| REQUEST |
Starting with the line that has "Target: chain link fence" in it, repeat every line through the last one, word for word, and give nothing more.

____________________

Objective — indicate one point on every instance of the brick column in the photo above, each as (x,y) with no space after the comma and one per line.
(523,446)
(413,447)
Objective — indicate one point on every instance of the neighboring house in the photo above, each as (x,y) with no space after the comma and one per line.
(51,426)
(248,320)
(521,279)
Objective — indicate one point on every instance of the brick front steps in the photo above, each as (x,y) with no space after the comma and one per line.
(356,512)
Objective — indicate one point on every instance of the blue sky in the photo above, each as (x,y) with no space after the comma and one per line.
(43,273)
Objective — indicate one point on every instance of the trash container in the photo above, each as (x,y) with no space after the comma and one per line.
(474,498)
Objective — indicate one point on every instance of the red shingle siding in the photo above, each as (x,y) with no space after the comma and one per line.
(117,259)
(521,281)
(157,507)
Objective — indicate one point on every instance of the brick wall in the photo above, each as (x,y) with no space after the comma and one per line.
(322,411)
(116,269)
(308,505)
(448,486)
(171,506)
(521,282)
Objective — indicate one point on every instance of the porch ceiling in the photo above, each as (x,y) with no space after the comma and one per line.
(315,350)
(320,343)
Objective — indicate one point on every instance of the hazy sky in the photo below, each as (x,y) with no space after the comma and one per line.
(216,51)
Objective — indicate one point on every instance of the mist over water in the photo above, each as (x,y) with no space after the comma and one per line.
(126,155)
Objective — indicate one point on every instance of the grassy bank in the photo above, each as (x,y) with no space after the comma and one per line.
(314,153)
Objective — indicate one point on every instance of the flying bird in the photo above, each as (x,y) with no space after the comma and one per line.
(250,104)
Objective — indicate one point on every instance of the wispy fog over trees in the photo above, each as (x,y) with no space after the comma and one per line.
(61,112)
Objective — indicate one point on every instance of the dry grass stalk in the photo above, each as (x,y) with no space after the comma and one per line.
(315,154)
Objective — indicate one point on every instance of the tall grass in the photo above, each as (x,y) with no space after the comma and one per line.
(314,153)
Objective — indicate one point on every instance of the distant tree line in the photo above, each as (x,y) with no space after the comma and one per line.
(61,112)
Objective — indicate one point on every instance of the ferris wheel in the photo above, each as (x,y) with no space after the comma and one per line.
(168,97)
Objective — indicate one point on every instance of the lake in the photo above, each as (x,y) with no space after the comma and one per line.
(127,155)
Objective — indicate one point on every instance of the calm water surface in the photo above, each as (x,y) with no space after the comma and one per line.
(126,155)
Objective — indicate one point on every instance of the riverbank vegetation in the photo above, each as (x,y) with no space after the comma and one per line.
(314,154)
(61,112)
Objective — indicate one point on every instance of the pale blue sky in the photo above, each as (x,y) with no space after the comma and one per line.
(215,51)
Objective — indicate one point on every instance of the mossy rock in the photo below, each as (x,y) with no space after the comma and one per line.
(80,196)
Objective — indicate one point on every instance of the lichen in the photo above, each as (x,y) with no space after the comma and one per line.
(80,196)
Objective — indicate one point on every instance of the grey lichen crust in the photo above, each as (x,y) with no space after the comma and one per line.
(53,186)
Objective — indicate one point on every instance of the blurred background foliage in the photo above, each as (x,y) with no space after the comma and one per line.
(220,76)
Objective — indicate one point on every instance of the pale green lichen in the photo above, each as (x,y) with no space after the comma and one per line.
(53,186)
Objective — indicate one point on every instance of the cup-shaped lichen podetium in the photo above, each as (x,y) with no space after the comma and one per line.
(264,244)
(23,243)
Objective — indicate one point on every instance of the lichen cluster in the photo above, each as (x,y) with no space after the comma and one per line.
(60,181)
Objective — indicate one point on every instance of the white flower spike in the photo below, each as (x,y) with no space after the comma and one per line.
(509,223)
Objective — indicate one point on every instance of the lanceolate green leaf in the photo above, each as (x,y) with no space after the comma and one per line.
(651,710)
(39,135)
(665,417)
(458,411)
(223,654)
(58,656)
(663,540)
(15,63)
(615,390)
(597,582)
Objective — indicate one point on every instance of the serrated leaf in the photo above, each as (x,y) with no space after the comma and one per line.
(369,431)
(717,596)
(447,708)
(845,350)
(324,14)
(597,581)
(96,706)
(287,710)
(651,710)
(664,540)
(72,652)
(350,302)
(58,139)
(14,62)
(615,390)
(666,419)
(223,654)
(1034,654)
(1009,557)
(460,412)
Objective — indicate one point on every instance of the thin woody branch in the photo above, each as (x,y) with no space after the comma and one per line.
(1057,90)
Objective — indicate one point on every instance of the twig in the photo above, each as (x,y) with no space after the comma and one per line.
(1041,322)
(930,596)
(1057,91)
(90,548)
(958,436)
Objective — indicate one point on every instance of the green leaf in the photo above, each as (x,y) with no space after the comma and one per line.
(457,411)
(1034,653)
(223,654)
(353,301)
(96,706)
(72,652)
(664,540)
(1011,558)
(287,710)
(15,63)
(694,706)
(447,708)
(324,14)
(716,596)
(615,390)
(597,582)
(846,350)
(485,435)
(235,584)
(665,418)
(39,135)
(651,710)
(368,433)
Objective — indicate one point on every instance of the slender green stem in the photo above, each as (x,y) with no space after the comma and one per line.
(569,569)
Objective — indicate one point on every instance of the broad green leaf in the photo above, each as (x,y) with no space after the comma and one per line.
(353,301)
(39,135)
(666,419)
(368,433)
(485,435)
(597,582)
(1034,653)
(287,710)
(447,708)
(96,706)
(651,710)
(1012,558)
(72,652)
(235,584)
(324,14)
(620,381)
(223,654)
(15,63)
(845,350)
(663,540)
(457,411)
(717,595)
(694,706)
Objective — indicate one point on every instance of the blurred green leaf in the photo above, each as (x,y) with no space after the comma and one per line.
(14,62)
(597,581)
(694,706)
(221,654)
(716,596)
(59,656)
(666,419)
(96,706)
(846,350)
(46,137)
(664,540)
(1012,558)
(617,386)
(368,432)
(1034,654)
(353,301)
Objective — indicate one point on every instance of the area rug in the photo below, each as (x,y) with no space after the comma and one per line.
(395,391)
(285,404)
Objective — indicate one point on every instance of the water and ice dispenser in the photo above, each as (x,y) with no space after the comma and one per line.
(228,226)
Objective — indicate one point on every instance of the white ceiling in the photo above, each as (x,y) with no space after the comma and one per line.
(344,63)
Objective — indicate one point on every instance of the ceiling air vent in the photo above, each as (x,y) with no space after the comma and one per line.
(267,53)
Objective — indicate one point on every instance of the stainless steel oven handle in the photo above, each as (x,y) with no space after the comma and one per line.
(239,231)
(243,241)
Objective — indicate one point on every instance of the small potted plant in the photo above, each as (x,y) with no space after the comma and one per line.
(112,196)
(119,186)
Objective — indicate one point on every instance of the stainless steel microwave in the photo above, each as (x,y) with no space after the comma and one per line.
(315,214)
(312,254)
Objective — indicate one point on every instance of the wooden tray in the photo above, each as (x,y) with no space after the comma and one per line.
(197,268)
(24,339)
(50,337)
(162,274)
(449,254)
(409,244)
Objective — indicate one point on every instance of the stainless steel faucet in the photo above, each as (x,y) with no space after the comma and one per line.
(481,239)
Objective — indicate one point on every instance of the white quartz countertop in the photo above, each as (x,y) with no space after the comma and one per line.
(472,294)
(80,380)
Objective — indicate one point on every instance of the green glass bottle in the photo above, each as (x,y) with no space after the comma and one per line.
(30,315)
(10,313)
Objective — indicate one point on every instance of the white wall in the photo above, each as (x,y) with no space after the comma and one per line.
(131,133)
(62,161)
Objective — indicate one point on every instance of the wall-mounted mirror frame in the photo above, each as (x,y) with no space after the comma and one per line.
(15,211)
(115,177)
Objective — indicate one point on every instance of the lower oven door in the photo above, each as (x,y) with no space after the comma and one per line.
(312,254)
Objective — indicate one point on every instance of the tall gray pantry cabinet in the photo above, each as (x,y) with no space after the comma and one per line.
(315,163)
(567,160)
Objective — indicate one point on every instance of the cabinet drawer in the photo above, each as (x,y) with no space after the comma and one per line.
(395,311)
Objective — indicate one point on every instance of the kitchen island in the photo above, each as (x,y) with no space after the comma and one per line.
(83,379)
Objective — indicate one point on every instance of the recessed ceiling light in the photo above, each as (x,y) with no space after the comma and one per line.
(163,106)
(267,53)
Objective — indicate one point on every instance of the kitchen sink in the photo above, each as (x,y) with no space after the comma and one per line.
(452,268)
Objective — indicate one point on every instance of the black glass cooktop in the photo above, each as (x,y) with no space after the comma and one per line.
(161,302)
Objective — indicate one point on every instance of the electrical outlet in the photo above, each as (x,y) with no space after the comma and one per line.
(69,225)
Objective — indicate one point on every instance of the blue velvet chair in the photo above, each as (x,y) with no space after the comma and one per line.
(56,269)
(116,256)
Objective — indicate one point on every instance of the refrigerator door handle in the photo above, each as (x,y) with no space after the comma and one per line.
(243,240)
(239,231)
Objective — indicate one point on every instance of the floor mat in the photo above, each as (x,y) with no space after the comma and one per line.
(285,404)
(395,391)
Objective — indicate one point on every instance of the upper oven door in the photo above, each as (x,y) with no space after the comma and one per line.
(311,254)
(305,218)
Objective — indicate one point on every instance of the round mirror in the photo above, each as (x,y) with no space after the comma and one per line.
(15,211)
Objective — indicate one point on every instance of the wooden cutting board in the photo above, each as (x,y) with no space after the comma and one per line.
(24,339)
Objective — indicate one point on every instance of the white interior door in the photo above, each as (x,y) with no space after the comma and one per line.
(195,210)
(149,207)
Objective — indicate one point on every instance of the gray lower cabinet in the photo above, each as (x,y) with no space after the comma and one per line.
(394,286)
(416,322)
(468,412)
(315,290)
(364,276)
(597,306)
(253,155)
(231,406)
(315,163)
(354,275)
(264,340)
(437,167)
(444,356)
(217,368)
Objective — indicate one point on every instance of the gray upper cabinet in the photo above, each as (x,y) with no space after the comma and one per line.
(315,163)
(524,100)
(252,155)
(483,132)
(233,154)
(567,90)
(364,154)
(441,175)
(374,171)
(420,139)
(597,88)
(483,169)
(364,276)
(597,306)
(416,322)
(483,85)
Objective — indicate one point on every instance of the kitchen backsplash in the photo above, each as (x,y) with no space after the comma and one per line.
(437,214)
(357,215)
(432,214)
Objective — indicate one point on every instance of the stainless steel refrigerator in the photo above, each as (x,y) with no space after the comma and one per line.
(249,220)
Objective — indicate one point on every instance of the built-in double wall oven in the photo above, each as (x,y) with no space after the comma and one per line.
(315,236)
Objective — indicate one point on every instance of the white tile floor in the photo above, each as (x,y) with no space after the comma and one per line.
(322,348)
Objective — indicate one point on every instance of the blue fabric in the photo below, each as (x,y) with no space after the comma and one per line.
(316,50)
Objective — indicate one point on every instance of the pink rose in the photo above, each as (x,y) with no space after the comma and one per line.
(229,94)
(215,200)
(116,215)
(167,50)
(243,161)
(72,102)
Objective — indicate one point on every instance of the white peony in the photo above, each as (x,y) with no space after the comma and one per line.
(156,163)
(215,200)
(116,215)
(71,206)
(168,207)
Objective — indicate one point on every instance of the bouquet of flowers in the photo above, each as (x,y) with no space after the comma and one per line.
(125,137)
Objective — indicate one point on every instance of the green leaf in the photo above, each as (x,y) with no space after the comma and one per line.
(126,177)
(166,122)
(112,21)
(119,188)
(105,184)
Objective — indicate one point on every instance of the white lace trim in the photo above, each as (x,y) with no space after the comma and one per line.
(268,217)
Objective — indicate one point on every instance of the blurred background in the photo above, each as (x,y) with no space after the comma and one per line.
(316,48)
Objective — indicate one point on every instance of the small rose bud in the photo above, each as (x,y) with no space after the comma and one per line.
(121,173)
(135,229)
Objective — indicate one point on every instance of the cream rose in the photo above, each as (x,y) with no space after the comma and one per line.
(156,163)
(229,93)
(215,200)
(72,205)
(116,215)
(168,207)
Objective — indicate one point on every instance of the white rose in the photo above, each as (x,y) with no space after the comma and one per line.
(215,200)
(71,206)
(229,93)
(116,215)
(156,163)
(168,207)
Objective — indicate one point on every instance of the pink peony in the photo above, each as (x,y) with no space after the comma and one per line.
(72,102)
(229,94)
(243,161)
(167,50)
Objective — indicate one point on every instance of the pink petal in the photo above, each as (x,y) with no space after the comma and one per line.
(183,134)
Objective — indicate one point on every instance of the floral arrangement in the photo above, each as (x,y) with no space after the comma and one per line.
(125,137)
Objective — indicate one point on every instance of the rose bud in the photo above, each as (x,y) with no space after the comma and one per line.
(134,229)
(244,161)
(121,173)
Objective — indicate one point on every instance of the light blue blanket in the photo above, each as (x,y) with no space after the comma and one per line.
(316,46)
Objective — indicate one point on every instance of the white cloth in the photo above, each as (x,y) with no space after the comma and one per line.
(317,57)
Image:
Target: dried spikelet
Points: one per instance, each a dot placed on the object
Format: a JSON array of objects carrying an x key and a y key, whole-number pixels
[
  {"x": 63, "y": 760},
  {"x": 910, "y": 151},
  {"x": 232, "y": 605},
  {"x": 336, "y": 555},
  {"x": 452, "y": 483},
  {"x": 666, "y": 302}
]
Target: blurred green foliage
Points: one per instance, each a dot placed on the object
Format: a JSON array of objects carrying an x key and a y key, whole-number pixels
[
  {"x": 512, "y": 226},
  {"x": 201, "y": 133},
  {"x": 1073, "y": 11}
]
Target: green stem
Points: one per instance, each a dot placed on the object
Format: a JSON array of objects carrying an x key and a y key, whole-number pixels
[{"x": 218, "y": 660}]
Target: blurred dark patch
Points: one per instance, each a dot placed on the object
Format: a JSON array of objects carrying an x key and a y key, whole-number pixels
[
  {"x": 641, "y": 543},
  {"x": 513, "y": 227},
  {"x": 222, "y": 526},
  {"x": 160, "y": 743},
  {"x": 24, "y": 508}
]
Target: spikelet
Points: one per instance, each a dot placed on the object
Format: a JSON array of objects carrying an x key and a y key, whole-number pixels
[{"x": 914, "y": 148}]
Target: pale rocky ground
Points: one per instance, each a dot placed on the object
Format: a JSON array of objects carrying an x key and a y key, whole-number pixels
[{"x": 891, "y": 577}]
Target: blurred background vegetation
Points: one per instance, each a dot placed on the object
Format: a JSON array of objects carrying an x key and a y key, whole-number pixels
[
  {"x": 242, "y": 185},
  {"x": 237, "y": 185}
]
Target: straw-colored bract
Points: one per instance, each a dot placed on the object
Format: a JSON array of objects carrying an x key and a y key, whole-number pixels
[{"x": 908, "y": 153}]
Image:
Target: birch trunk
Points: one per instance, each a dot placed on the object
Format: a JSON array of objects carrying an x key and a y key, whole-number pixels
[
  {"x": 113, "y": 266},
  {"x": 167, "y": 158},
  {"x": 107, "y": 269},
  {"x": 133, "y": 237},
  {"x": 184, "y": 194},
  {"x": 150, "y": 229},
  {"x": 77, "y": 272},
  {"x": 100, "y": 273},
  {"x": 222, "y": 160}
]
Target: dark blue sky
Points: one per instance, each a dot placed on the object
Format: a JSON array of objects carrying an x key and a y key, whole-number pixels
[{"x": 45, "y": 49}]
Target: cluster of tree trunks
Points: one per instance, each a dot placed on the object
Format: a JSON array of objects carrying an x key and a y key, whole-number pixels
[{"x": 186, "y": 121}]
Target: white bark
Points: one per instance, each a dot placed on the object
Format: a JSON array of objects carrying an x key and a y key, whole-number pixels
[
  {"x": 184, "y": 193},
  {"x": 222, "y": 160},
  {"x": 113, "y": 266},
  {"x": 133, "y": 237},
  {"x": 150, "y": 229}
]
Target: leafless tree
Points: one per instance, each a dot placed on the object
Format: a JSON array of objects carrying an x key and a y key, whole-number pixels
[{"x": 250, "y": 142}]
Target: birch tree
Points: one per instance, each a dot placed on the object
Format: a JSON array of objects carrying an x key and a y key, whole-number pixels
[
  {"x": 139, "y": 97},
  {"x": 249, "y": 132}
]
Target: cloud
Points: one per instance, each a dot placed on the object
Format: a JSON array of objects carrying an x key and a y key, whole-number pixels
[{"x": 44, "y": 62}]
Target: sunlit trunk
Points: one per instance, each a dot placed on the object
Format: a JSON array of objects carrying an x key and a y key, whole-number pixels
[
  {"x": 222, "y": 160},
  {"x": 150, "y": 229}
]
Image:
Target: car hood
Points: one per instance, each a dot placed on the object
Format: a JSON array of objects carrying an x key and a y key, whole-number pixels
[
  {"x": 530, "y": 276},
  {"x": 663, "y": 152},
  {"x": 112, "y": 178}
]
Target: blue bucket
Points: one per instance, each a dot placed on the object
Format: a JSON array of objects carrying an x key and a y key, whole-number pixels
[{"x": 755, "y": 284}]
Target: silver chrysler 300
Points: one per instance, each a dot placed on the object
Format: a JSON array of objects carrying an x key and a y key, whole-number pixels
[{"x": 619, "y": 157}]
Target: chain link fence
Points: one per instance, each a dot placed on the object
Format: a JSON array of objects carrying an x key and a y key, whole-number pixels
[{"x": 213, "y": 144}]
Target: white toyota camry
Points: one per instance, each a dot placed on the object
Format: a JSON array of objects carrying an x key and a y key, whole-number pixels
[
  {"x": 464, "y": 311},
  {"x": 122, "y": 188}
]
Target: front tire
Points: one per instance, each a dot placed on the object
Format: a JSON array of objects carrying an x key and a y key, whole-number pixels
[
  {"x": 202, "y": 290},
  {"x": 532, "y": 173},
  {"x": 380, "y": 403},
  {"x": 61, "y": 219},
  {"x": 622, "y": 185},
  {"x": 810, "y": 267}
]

____________________

| RESPONSE TO THIS EXERCISE |
Target: chain link fence
Points: one per instance, each a dot placed on the object
Format: a JSON array of objects carrying an x key and a y key, whole-number pixels
[{"x": 213, "y": 144}]
Target: white toyota camry
Points: one per instance, each a dot placed on the object
Format: a JSON array of objects carrying an x key and a y key, whole-number pixels
[
  {"x": 464, "y": 311},
  {"x": 122, "y": 188}
]
Target: front tire
Points: one per instance, each a dot placed on the object
Format: a JSON array of objects carrying an x key and a y key, whole-number pixels
[
  {"x": 202, "y": 290},
  {"x": 532, "y": 173},
  {"x": 380, "y": 403},
  {"x": 61, "y": 219},
  {"x": 622, "y": 185},
  {"x": 810, "y": 267}
]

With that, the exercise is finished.